▶ _EXTRACTED MATERIAL_
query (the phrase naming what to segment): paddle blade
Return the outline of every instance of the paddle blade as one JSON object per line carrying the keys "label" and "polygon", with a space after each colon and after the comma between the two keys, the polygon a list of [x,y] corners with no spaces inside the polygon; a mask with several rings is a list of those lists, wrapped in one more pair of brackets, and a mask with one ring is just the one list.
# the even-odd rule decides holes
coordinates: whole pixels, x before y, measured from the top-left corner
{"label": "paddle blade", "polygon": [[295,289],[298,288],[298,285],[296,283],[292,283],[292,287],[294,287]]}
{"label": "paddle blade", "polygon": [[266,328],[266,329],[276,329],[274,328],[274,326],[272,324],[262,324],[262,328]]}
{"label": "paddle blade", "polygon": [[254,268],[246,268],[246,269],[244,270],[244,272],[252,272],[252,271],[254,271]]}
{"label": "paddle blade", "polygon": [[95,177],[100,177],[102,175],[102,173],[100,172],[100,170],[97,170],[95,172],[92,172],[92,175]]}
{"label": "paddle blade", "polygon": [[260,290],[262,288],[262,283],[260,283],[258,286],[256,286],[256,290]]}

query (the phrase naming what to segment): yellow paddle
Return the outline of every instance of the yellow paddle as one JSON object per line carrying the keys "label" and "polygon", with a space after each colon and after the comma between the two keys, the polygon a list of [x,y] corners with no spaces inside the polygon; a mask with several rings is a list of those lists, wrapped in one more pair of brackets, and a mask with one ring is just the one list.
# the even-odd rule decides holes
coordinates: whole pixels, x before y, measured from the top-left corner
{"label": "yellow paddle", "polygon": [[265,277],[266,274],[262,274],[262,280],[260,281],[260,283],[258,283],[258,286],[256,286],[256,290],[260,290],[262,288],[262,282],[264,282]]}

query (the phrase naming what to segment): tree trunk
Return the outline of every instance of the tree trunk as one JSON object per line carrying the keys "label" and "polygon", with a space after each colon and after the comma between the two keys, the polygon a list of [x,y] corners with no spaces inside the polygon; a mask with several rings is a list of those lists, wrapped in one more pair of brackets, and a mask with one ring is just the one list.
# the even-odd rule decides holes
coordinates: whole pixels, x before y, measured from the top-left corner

▶ _AIM OF THE EXERCISE_
Search the preceding listing for the word "query" and pull out every line that holds it.

▶ _ANSWER SECTION_
query (the phrase naming what to segment): paddle blade
query (the phrase naming what to segment): yellow paddle
query (the phrase naming what to segment): tree trunk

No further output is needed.